| TASK DETAILS |
Copy each of the entries below word for word, keeping every line in its original form and order.

| MATERIAL PROVIDED |
_ _ _ _ _
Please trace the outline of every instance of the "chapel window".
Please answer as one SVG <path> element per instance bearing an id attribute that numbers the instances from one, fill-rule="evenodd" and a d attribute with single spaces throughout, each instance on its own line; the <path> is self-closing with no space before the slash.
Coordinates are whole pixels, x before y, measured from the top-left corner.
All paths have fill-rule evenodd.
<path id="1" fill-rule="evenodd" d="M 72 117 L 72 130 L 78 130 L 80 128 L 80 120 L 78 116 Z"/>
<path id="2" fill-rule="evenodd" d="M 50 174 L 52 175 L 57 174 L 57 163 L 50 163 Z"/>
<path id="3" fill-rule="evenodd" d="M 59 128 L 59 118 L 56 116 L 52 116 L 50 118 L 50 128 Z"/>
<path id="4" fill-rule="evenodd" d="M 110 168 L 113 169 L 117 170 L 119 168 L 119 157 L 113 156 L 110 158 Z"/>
_ _ _ _ _
| EXERCISE SOLUTION |
Please trace the outline of every instance of the "chapel window".
Please answer as one SVG <path> element per instance bearing an id attribute that numbers the instances from one, fill-rule="evenodd" and a d attribute with single spaces throughout, each instance on its own line; the <path> is self-closing with no space before the slash.
Coordinates are whole pixels, x before y, measured from the top-left corner.
All paths have fill-rule evenodd.
<path id="1" fill-rule="evenodd" d="M 72 117 L 72 130 L 78 130 L 80 128 L 80 120 L 78 116 Z"/>
<path id="2" fill-rule="evenodd" d="M 50 174 L 52 175 L 57 174 L 57 163 L 50 163 Z"/>
<path id="3" fill-rule="evenodd" d="M 59 128 L 59 118 L 56 116 L 52 116 L 50 118 L 50 128 Z"/>
<path id="4" fill-rule="evenodd" d="M 110 168 L 113 169 L 117 170 L 119 168 L 119 157 L 113 156 L 110 158 Z"/>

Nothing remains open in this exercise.